Request: In the forum thread on measuring success, what counts as failure at sbinthree's company?

### Reading text

Personally, am fine with moderate success and having my time free to pursue
interests - learning, reading, etc. But I am bothered about it, when friends
ask me about it. As in general, if someone has chosen an off beat path (i.e.
startup or similar or anything other than _normal_ corporate life) people have
more questions.

Also, we all wish that we ought to be more successful than we are. Am middle
aged (40s), so have some regrets about not investing better. Not that have
done bad. But could definitely have done better, if devoted more time on it,
than focusing 100% of energy on startup.

Added later: (In the vein of some other comments) Today morning, I did an
exercise, of trying to remember, how many people I have helped in life, in a
way that their life got better. And also trying to remember how many people
who helped me in a similar way. The exercise left me happier. Just stating it
here, to say there are several ways of measuring our lives.

------
psyc
Work on not desiring outcomes so much. You have little control over it. Do the
best you can, and appreciate the journey. You can even learn to appreciate
pain and suffering as interesting phenomena. Meditation can make them less
overwhelming or vexing. Let go a little. Be in the moment. Notice and observe.
Judge yourself less. Enjoy cheap or free entertainment, fresh air, and
exercise.

------
sbinthree
Lots of good advise here. One further thought I would add based on recent
experience is to define.

Failure at my company is running out of money. The mission is one I want to
work on for a long time, so it's only failure if we run out of money. I'm not
measuring opportunity cost, it's our own capital, and it seems to be worth
continuing in a sense that we still have new ideas to try and customers to
talk to and learn from, so running out of money is failure and everything else
is learning and growing.

Failure in my personal life would just be failing to live up to my commitments
to the people that depend on me and that I care about. I choose what my
commitments are, and they are entirely internal to me and not comparable to
other people, so I have a strong internal locus of control about it and don't
worry about comparing myself to others.

Success is nebulous. Failure is pretty clear. If you are fear motivated like I
am, the lack of an apartment is more motivating than the fantasy of the
mansion. So that's how I have done it lately.

------
rootsudo
Ketamine. LSD. Significant Other. Money in the bank.

------
alex_hitchins
What means success to you? Why does that one thing matter more than others.
I've done this and realised that what I thought my yardstick for success was
more other peoples.

I don't know if it's on this topic, but the book "The Subtle art of not giving
a f*&k" is something I want to read (or listen to) as I think it's written to
help this mindset.

------
j45
There's a lot out there saying to focus on the journey and not the
destination.

The best advice a mentor gave me is to realize that the destination is
developing the best mindset for any journey.

######
### Records supplied

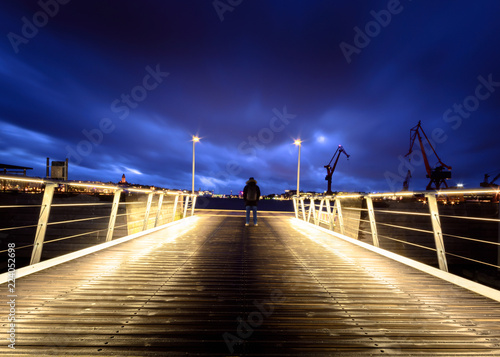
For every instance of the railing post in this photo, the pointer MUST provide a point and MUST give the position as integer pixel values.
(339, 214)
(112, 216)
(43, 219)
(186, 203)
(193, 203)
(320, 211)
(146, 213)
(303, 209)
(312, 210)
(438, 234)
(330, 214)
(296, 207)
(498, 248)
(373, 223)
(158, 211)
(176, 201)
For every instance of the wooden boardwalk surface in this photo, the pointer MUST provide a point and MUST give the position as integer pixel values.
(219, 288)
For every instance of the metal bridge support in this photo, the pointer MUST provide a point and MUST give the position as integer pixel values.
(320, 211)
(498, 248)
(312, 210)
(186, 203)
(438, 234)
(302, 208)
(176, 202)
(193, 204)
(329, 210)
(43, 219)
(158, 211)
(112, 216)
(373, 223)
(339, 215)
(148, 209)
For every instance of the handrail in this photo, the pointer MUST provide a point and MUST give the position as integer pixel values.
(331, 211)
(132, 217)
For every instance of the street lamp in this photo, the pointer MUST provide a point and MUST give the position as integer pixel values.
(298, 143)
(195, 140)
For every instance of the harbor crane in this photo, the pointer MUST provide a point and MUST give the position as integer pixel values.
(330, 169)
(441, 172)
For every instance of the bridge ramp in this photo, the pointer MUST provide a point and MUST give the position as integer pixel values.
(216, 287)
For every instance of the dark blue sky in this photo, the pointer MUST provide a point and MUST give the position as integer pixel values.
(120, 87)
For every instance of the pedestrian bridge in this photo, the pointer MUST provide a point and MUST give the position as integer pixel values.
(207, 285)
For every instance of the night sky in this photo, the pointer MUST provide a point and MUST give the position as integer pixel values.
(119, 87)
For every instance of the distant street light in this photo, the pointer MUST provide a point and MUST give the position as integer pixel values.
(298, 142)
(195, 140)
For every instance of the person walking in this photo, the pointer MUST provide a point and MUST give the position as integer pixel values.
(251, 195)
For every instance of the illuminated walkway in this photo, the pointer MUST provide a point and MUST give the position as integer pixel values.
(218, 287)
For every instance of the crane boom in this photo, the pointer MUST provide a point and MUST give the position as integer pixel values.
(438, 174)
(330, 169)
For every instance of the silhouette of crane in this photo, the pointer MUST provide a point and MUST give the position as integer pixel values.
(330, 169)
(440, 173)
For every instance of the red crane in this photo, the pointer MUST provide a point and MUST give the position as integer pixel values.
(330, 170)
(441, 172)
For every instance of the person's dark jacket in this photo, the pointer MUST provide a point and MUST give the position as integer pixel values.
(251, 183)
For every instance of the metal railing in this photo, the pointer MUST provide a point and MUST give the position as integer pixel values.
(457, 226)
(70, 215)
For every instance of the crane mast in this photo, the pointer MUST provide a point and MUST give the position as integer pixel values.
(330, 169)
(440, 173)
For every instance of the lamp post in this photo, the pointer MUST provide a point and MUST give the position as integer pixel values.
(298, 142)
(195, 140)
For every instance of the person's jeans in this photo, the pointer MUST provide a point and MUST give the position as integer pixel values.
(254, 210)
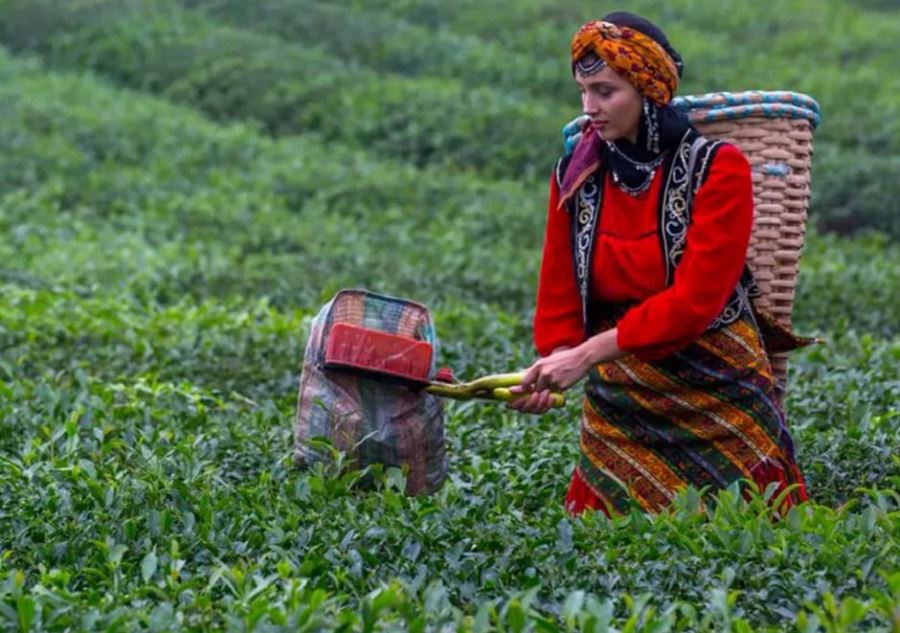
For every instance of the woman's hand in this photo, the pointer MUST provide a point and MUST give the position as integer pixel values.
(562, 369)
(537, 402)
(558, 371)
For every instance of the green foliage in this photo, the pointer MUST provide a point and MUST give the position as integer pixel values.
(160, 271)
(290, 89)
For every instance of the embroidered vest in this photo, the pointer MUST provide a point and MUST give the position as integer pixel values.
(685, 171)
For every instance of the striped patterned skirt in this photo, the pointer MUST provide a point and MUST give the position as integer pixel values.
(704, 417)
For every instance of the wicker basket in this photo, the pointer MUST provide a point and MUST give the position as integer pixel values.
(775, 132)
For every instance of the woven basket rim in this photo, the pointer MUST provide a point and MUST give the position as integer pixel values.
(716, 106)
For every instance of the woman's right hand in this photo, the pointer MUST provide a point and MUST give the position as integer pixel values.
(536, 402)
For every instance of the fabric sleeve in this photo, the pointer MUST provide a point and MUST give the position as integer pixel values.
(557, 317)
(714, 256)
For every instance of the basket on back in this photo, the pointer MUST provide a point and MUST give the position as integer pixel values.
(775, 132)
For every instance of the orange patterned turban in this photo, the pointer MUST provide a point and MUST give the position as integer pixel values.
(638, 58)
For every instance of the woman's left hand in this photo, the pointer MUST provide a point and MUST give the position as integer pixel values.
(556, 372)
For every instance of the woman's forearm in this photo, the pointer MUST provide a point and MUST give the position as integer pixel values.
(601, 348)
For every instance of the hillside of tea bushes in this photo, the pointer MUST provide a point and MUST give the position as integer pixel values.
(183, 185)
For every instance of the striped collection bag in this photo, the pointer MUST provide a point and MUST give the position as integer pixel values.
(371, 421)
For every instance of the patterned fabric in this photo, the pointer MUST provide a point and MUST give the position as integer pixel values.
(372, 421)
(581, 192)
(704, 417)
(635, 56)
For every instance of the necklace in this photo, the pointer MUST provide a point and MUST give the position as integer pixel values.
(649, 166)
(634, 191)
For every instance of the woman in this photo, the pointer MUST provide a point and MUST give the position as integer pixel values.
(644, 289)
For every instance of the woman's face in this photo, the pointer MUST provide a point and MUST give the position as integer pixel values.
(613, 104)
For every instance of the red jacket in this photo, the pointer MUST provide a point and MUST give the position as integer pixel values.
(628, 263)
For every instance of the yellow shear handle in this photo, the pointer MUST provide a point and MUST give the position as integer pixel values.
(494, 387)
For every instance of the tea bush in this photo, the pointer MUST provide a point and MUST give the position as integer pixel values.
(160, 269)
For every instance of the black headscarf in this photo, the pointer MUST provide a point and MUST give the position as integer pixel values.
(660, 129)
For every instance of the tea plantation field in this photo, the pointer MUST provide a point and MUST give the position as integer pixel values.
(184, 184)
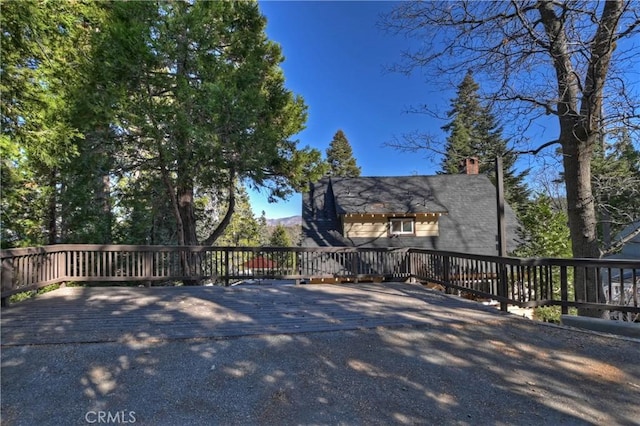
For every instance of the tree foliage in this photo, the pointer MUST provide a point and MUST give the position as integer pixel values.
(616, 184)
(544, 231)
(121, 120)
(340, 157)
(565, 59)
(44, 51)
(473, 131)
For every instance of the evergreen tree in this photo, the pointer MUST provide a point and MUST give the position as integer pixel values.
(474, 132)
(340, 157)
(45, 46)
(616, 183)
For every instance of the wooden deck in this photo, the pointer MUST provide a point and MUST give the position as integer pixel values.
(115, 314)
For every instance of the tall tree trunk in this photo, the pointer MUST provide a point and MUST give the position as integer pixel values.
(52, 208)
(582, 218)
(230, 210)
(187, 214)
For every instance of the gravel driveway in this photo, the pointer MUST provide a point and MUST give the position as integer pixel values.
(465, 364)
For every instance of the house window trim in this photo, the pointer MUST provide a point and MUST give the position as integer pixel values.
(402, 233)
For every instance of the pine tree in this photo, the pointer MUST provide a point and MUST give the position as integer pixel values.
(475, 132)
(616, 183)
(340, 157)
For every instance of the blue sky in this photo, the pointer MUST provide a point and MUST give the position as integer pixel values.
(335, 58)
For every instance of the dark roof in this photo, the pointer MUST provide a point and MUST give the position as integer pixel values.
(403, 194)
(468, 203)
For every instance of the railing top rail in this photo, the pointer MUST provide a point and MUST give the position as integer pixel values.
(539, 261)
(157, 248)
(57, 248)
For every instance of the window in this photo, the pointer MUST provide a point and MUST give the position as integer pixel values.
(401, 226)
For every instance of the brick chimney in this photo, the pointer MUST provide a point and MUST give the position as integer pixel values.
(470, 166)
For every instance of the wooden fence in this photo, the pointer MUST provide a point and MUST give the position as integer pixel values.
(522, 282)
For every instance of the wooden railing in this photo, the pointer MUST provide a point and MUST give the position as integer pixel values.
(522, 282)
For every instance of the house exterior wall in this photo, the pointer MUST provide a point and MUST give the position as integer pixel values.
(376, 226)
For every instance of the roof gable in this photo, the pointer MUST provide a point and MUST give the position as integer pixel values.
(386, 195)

######

Solved exercise: Running out of money.